* Passage

▶

Pour nous, actuellement, deux priorités dominent : d’abord permettre aux musiciens de l’orchestre de travailler. Le fait d’avoir été réduits au silence pendant le premier confinement a été particulièrement difficile pour eux, d’autant que l’ONCT est historiquement un effectif qui travaille énormément, entre la saison lyrique, la saison symphonique, les projets pédagogiques… Les musiciens sont des professionnels extrêmement investis et leur permettre de retrouver la scène était primordial, même dans des conditions complexes. Jouer, se retrouver (justement…), renouer avec des chefs, des artistes et avec leur public évidemment était un enjeu essentiel.
Notre deuxième mission est celle d’une solidarité avec l’écosystème musical français – mais pas seulement – : l’orchestre est solidaire de solistes, de chefs qui vivent exclusivement des saisons musicales. Permettre à la nôtre de se poursuivre, coûte que coûte, c’est aussi protéger à long terme le talent des scènes françaises, ne l’oublions pas.
Enfin, un troisième enjeu, spécifique à Toulouse, a renforcé notre conviction selon laquelle « The show must go on » : nous devons, à l’horizon de deux saisons, penser à la succession de Tugan Sokhiev. Dans cette perspective, il est capital de nouer de nouvelles collaborations et de donner leur chance à des chefs et à des cheffes qui nous permettent de penser le futur.

◀

* Extraits de données

▶

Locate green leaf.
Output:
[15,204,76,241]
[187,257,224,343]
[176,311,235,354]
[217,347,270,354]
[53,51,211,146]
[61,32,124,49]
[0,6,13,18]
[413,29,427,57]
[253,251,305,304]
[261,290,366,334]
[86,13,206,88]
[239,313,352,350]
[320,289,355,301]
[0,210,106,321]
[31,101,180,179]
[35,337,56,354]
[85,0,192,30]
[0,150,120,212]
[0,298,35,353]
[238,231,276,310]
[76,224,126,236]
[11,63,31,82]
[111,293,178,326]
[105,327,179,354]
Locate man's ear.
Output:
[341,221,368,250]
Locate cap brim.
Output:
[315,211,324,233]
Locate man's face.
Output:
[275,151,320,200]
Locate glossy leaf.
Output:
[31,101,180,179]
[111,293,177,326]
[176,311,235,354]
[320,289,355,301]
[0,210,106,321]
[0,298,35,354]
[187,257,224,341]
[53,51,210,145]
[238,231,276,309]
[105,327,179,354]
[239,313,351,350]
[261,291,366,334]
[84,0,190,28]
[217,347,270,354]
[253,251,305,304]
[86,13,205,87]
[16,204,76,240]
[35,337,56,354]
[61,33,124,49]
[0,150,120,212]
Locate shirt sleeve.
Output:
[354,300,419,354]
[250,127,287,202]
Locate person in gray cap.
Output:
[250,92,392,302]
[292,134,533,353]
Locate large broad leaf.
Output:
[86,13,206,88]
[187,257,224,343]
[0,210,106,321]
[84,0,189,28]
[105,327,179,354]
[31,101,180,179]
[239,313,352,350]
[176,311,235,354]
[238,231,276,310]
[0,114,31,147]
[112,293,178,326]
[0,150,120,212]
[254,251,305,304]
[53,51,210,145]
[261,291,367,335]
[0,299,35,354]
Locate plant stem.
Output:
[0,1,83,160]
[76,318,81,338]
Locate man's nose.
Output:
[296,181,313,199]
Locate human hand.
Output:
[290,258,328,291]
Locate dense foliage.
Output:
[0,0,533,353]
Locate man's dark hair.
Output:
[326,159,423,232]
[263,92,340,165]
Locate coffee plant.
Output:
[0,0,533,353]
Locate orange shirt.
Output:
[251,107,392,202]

◀

* Exercices
• a. Relevez toutes les activités que le passage cite pour expliquer que l'ONCT est un effectif qui travaille énormément.
• b. D'après le passage, dans quel délai faut-il penser à la succession de Tugan Sokhiev ?

* Corrigés
• a. La saison lyrique, la saison symphonique, les projets pédagogiques.

• b. À l'horizon de deux saisons.